• **REQUISITOS DO EXERCÍCIO**:
Dê continuidade ao trecho sobre a carteira de ações da Quest Investimentos diante da alta dos juros, a partir do ponto em que ele para.

• **TRECHO FORNECIDO**:
-=-=-

Publicado em 1 de dezembro de 2010 às 05h24.

Com a inflação bastante próxima do teto da meta, o mercado já dá como certo que um novo ciclo de aumento de juros se avizinha. A única dúvida dos analistas é se o Banco Central começa a elevar a Selic ainda neste ano ou no começo do próximo. Mesmo com a dúvida, boa parte dos investidores já começou a preparar a carteira de ações para lucrar com esse novo cenário. Conhecida por ter como um dos sócios o ex-ministro Luiz Carlos Mendonça de Barros, a Quest Investimentos decidiu aumentar o peso de setores defensivos, dos bancos e das empresas de consumo básico na composição do portfólio. Já os setores que dependem de crédito como o de construção continuam na carteira, mas perderam peso. Desde que foi lançado em junho de 2005, o principal fundo de ações da Quest deu aos quotistas um retorno de 528% - contra alta de 172% do Ibovespa. A gestora de recursos administra 12 fundos que possuem um patrimônio total de 1,8 bilhão de reais. A seguir, o sócio-diretor da Quest, Walter Maciel, explica como a empresa planeja ganhar dinheiro na bolsa com o atual cenário:

EXAME.com - Como está o portfólio de ações da Quest?

-=-=-

• **REGISTROS FORNECIDOS**:
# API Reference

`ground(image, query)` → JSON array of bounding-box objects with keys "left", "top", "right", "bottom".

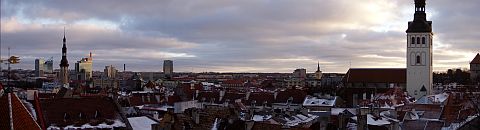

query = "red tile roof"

[
  {"left": 275, "top": 89, "right": 307, "bottom": 104},
  {"left": 195, "top": 91, "right": 220, "bottom": 102},
  {"left": 0, "top": 93, "right": 41, "bottom": 130},
  {"left": 470, "top": 53, "right": 480, "bottom": 64},
  {"left": 344, "top": 68, "right": 407, "bottom": 83},
  {"left": 41, "top": 97, "right": 124, "bottom": 127},
  {"left": 128, "top": 93, "right": 165, "bottom": 106},
  {"left": 221, "top": 92, "right": 245, "bottom": 103},
  {"left": 245, "top": 92, "right": 275, "bottom": 106}
]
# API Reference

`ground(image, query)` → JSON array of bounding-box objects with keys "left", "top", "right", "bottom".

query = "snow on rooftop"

[
  {"left": 331, "top": 108, "right": 357, "bottom": 115},
  {"left": 253, "top": 115, "right": 272, "bottom": 121},
  {"left": 284, "top": 114, "right": 318, "bottom": 126},
  {"left": 128, "top": 116, "right": 157, "bottom": 130},
  {"left": 352, "top": 114, "right": 390, "bottom": 126},
  {"left": 303, "top": 96, "right": 337, "bottom": 107},
  {"left": 415, "top": 93, "right": 448, "bottom": 104},
  {"left": 47, "top": 120, "right": 126, "bottom": 130},
  {"left": 135, "top": 105, "right": 173, "bottom": 111}
]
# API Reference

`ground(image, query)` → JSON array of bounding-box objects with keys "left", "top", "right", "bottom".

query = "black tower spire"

[
  {"left": 406, "top": 0, "right": 432, "bottom": 33},
  {"left": 60, "top": 27, "right": 68, "bottom": 67}
]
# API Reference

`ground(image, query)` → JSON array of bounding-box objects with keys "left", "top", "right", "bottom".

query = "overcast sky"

[{"left": 1, "top": 0, "right": 480, "bottom": 73}]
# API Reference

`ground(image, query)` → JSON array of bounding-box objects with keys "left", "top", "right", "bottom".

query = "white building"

[{"left": 406, "top": 0, "right": 433, "bottom": 99}]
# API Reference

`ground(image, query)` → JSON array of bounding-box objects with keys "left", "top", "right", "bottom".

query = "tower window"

[{"left": 416, "top": 56, "right": 420, "bottom": 64}]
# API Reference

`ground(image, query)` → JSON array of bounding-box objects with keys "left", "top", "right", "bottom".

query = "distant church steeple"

[
  {"left": 406, "top": 0, "right": 432, "bottom": 33},
  {"left": 59, "top": 27, "right": 69, "bottom": 87},
  {"left": 406, "top": 0, "right": 433, "bottom": 99}
]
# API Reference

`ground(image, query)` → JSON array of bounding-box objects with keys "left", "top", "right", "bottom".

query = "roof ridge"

[
  {"left": 9, "top": 94, "right": 41, "bottom": 129},
  {"left": 7, "top": 93, "right": 13, "bottom": 130}
]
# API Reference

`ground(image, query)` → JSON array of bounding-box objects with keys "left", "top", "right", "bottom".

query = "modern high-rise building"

[
  {"left": 315, "top": 62, "right": 322, "bottom": 79},
  {"left": 163, "top": 60, "right": 173, "bottom": 76},
  {"left": 45, "top": 58, "right": 53, "bottom": 73},
  {"left": 35, "top": 58, "right": 45, "bottom": 77},
  {"left": 103, "top": 65, "right": 118, "bottom": 78},
  {"left": 75, "top": 52, "right": 93, "bottom": 80},
  {"left": 59, "top": 29, "right": 70, "bottom": 87},
  {"left": 293, "top": 68, "right": 307, "bottom": 79},
  {"left": 406, "top": 0, "right": 433, "bottom": 99}
]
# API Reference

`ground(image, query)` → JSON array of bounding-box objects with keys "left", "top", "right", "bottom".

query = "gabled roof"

[
  {"left": 344, "top": 68, "right": 407, "bottom": 83},
  {"left": 470, "top": 53, "right": 480, "bottom": 64},
  {"left": 0, "top": 93, "right": 41, "bottom": 130},
  {"left": 41, "top": 97, "right": 125, "bottom": 127}
]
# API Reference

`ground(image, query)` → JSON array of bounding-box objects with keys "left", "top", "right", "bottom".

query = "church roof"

[
  {"left": 0, "top": 93, "right": 41, "bottom": 130},
  {"left": 406, "top": 20, "right": 432, "bottom": 33},
  {"left": 344, "top": 68, "right": 407, "bottom": 83},
  {"left": 470, "top": 53, "right": 480, "bottom": 64},
  {"left": 420, "top": 85, "right": 427, "bottom": 92}
]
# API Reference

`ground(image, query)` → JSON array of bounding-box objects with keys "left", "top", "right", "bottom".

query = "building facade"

[
  {"left": 35, "top": 58, "right": 45, "bottom": 77},
  {"left": 470, "top": 53, "right": 480, "bottom": 84},
  {"left": 406, "top": 0, "right": 433, "bottom": 99},
  {"left": 59, "top": 30, "right": 70, "bottom": 87},
  {"left": 163, "top": 60, "right": 173, "bottom": 76},
  {"left": 75, "top": 52, "right": 93, "bottom": 80},
  {"left": 45, "top": 58, "right": 53, "bottom": 73},
  {"left": 103, "top": 65, "right": 118, "bottom": 79}
]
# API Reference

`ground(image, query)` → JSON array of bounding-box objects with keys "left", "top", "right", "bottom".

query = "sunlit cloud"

[{"left": 1, "top": 0, "right": 480, "bottom": 73}]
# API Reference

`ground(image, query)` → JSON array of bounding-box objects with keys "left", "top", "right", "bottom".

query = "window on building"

[{"left": 416, "top": 56, "right": 420, "bottom": 64}]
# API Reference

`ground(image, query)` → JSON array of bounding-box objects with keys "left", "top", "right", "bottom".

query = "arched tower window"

[{"left": 416, "top": 56, "right": 420, "bottom": 64}]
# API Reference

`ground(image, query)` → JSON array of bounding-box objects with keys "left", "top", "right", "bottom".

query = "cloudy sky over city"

[{"left": 1, "top": 0, "right": 480, "bottom": 73}]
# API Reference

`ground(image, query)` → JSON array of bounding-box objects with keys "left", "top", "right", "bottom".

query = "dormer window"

[{"left": 416, "top": 56, "right": 420, "bottom": 64}]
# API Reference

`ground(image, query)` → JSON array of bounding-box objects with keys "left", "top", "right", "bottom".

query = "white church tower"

[{"left": 406, "top": 0, "right": 433, "bottom": 99}]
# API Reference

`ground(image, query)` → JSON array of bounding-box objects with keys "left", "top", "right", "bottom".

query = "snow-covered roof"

[
  {"left": 331, "top": 108, "right": 357, "bottom": 115},
  {"left": 253, "top": 115, "right": 272, "bottom": 121},
  {"left": 415, "top": 93, "right": 448, "bottom": 104},
  {"left": 284, "top": 114, "right": 318, "bottom": 126},
  {"left": 136, "top": 105, "right": 173, "bottom": 111},
  {"left": 303, "top": 96, "right": 337, "bottom": 107},
  {"left": 352, "top": 114, "right": 391, "bottom": 126},
  {"left": 47, "top": 120, "right": 126, "bottom": 130},
  {"left": 128, "top": 116, "right": 158, "bottom": 130}
]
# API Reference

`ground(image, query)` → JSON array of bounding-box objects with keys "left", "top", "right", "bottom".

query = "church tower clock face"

[{"left": 406, "top": 0, "right": 433, "bottom": 99}]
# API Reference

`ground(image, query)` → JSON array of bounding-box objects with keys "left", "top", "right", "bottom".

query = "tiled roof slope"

[
  {"left": 470, "top": 53, "right": 480, "bottom": 64},
  {"left": 0, "top": 93, "right": 41, "bottom": 130},
  {"left": 344, "top": 68, "right": 407, "bottom": 83}
]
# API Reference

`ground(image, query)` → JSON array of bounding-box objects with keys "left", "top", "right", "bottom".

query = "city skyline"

[{"left": 1, "top": 0, "right": 480, "bottom": 72}]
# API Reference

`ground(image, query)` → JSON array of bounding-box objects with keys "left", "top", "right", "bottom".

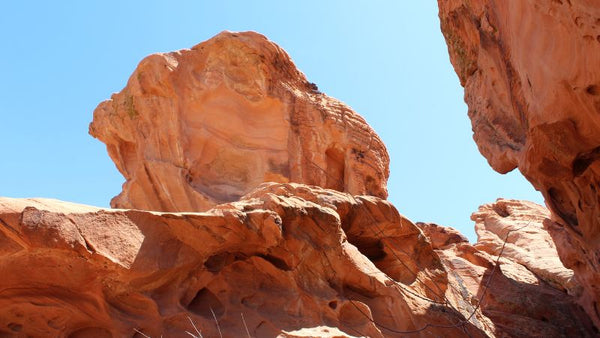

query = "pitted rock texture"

[
  {"left": 438, "top": 0, "right": 600, "bottom": 326},
  {"left": 418, "top": 199, "right": 598, "bottom": 337},
  {"left": 0, "top": 187, "right": 594, "bottom": 338},
  {"left": 89, "top": 32, "right": 389, "bottom": 211}
]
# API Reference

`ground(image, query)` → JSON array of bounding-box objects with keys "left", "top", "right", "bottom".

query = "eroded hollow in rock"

[{"left": 187, "top": 288, "right": 225, "bottom": 319}]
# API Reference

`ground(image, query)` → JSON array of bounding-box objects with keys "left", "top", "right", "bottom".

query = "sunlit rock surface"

[
  {"left": 90, "top": 32, "right": 389, "bottom": 211},
  {"left": 438, "top": 0, "right": 600, "bottom": 326}
]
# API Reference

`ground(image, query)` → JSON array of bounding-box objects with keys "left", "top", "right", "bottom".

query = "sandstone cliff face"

[
  {"left": 438, "top": 0, "right": 600, "bottom": 325},
  {"left": 0, "top": 33, "right": 598, "bottom": 338},
  {"left": 0, "top": 189, "right": 594, "bottom": 337},
  {"left": 418, "top": 199, "right": 597, "bottom": 337},
  {"left": 90, "top": 32, "right": 389, "bottom": 211}
]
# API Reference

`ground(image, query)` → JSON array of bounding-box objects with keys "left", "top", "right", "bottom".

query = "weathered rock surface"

[
  {"left": 418, "top": 199, "right": 597, "bottom": 337},
  {"left": 0, "top": 189, "right": 594, "bottom": 337},
  {"left": 90, "top": 32, "right": 389, "bottom": 211},
  {"left": 438, "top": 0, "right": 600, "bottom": 326}
]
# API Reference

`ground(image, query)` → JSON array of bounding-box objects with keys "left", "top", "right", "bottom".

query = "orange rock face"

[
  {"left": 419, "top": 199, "right": 597, "bottom": 337},
  {"left": 0, "top": 184, "right": 594, "bottom": 337},
  {"left": 438, "top": 0, "right": 600, "bottom": 325},
  {"left": 90, "top": 32, "right": 389, "bottom": 211}
]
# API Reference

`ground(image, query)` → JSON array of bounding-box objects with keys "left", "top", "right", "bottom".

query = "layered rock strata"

[
  {"left": 418, "top": 199, "right": 598, "bottom": 337},
  {"left": 89, "top": 32, "right": 389, "bottom": 211},
  {"left": 0, "top": 189, "right": 594, "bottom": 337},
  {"left": 438, "top": 0, "right": 600, "bottom": 325}
]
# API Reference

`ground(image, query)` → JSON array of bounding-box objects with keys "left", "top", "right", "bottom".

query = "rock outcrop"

[
  {"left": 0, "top": 189, "right": 594, "bottom": 338},
  {"left": 438, "top": 0, "right": 600, "bottom": 326},
  {"left": 418, "top": 199, "right": 597, "bottom": 337},
  {"left": 90, "top": 32, "right": 389, "bottom": 211},
  {"left": 0, "top": 32, "right": 598, "bottom": 338}
]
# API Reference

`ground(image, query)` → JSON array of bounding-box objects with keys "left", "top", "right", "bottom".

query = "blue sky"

[{"left": 0, "top": 0, "right": 542, "bottom": 240}]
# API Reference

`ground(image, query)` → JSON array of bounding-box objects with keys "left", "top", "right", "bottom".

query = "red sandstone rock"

[
  {"left": 0, "top": 184, "right": 593, "bottom": 337},
  {"left": 420, "top": 199, "right": 597, "bottom": 337},
  {"left": 90, "top": 32, "right": 389, "bottom": 211},
  {"left": 438, "top": 0, "right": 600, "bottom": 326}
]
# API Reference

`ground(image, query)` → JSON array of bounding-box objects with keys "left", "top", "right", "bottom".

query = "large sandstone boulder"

[
  {"left": 0, "top": 189, "right": 594, "bottom": 338},
  {"left": 438, "top": 0, "right": 600, "bottom": 326},
  {"left": 90, "top": 32, "right": 389, "bottom": 211},
  {"left": 418, "top": 199, "right": 597, "bottom": 337}
]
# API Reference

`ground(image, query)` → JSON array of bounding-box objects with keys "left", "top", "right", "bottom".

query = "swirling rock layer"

[
  {"left": 90, "top": 32, "right": 389, "bottom": 211},
  {"left": 0, "top": 184, "right": 594, "bottom": 338},
  {"left": 438, "top": 0, "right": 600, "bottom": 325}
]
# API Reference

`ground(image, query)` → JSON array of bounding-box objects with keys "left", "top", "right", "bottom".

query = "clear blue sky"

[{"left": 0, "top": 0, "right": 542, "bottom": 240}]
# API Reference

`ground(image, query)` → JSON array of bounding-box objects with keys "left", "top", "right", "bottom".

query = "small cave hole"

[
  {"left": 493, "top": 203, "right": 510, "bottom": 217},
  {"left": 68, "top": 327, "right": 112, "bottom": 338},
  {"left": 187, "top": 288, "right": 225, "bottom": 319},
  {"left": 259, "top": 255, "right": 292, "bottom": 271},
  {"left": 585, "top": 85, "right": 600, "bottom": 96},
  {"left": 8, "top": 323, "right": 23, "bottom": 332}
]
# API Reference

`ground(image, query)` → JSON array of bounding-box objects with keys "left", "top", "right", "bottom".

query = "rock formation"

[
  {"left": 0, "top": 189, "right": 594, "bottom": 338},
  {"left": 90, "top": 32, "right": 389, "bottom": 211},
  {"left": 418, "top": 199, "right": 597, "bottom": 337},
  {"left": 0, "top": 33, "right": 598, "bottom": 338},
  {"left": 438, "top": 0, "right": 600, "bottom": 326}
]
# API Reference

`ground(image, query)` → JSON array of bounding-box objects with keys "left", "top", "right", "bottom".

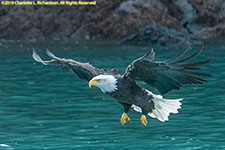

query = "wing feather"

[
  {"left": 32, "top": 50, "right": 107, "bottom": 81},
  {"left": 123, "top": 48, "right": 210, "bottom": 94}
]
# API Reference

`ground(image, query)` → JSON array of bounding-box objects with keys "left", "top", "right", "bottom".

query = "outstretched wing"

[
  {"left": 32, "top": 50, "right": 106, "bottom": 81},
  {"left": 123, "top": 48, "right": 210, "bottom": 94}
]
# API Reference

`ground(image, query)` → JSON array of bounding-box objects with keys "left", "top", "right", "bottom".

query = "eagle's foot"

[
  {"left": 120, "top": 113, "right": 130, "bottom": 125},
  {"left": 141, "top": 114, "right": 148, "bottom": 126}
]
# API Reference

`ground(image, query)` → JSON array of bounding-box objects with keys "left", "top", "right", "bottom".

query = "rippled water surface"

[{"left": 0, "top": 42, "right": 225, "bottom": 150}]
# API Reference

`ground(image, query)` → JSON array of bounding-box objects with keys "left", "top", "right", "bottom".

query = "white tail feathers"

[{"left": 132, "top": 93, "right": 183, "bottom": 122}]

-=-=-

• **RESPOSTA ABAIXO**:
Walter Maciel - Em primeiro lugar, é importante explicar que a Quest procura não se distanciar muito do Ibovespa. Se o setor de commodities representa 45% do índice, por exemplo, sempre terá também uma boa porção de nosso portfólio. Mas se acharmos que dentro do universo de matérias-primas há empresas que vão performar melhor, aumentamos o peso delas na carteira mesmo que isso vá no sentido contrário do Ibovespa. No geral, nossa posição em commodities está hoje um pouco abaixo de seu peso no índice. Um dos principais destaques nesse setor é a OGX. Lógico que também temos um pouco de Petrobras até para que nossos resultados não se descolem muito do índice em determinado mês. Mas é com a OGX que estamos mais otimistas no setor de petróleo.

EXAME.com - A aposta é que parte da OGX possa ser vendida como especula-se no mercado?
Maciel - Não, a Quest não compra ações com a expectativa de que determinados eventos aconteçam. A tese é de que a OGX é negociada com múltiplos muito mais baixos que pequenas companhias de petróleo estrangeiras. Se a empresa conseguir provar que possui só um terço das reservas que diz ter, a ação vai acabar subindo. Entendemos que é justo que o mercado conceda um desconto para as ações porque a empresa ainda está em uma fase pré-operacional. Isso é o que chamamos de "desconto do sonho". Mas estamos confiantes que o Eike Batista vai conseguir botar esse sonho de pé. As reservas da empresa estão em águas rasas, onde o risco de exploração é menor. E eles contrataram um monte de gente da Petrobras que sabe explorar petróleo.

EXAME.com - O que mais se destaca entre as commodities?
Maciel - Também gostamos da Cosan. Não é uma aposta na commodity açúcar. Na verdade, achamos que a área de distribuição de combustíveis ainda pode gerar mais valor para as ações [nos últimos anos, a empresa comprou a parte de distribuição da Esso e fez uma joint-venture com a Shell]. Também gostamos de CSN e Gerdau. E temos Vale, mas não é uma posição que eu destacaria no fundo.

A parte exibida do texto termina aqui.